Winter is an excellent time to dream about next year’s garden. With one’s feet up, a cup of steaming tea in hand, ones wintry-padded (*sigh*), comfy body not too far from the wood stove, anything seems possible. Wait, let’s not stop there: seed catalogs strewn around, a spreadsheet or two up on the computer (see, Gene, I’m learning) last year’s seed packets in hand, and a good long evening ahead of one = garden dreaming at its best. Garden tips and lessons that have been learned throughout the year are not forgotten, either. By one. Because one (yours truly) scribbled down notes for blog posts, all last summer. And that’s what this blog post is about.
During the cold months when one longs for sunshine, the pungent smell of earth, growing things, and ripe tomatoes, one almost forgets the ceaseless fight against the bugs, the disappointing loss of plants, the weather-related horrors, the overweening heat, the crop failure puzzlements, the lack of moisture. One day we got three inches of rain in ten minutes and my entire radish crop was washed down into the pond (one is not making that up!).
No, indeed. Nobody remembers those awful events during the long, gray winter months. Well. Maybe just barely, but not sharply. One remembers the flowers that were prettier than even the seed envelope showed. Also, one will recall eating so many cherry tomatoes every afternoon that one never felt like making supper, ever. Ever, ever. Memories of bringing to the house baskets of greens for salads and stir-fries, along with cucumbers and green beans and herbs also fill one’s heart, as if it happened in another world. Did I just dream such riches? Such bounty in a warm, verdant and lush world, of another universe entirely.
Not this frozen, brown and gray and white world of snow, ice, drizzle and chillblains. Frosted toes. Pulling on twenty-three layers every morning, and peeling them all off at night. Not wanting to pull off the twenty-three layers because maybe you’ve been gone all day and the house is cold.

## REQUIREMENT
Repeat the blog post about winter garden dreaming from "No, indeed. Nobody" to "another universe entirely.", swapping "cherry tomatoes" for "snap peas".

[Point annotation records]
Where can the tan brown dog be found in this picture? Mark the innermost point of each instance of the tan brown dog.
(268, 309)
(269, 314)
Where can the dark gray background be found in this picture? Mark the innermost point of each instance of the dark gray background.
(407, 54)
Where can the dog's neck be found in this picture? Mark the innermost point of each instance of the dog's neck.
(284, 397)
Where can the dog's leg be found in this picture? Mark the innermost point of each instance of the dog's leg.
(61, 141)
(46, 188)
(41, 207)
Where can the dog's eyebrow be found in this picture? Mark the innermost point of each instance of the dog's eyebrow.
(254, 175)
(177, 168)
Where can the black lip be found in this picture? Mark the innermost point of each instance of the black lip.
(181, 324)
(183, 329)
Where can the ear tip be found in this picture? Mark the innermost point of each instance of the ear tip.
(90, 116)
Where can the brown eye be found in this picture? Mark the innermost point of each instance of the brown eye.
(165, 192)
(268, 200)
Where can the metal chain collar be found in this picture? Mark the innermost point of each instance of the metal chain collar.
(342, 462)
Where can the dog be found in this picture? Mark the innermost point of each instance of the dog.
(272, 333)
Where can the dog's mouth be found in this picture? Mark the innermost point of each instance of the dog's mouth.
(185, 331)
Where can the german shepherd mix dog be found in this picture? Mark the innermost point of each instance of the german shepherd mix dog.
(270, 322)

## EXERCISE RESULT
No, indeed. Nobody remembers those awful events during the long, gray winter months. Well. Maybe just barely, but not sharply. One remembers the flowers that were prettier than even the seed envelope showed. Also, one will recall eating so many snap peas every afternoon that one never felt like making supper, ever. Ever, ever. Memories of bringing to the house baskets of greens for salads and stir-fries, along with cucumbers and green beans and herbs also fill one’s heart, as if it happened in another world. Did I just dream such riches? Such bounty in a warm, verdant and lush world, of another universe entirely.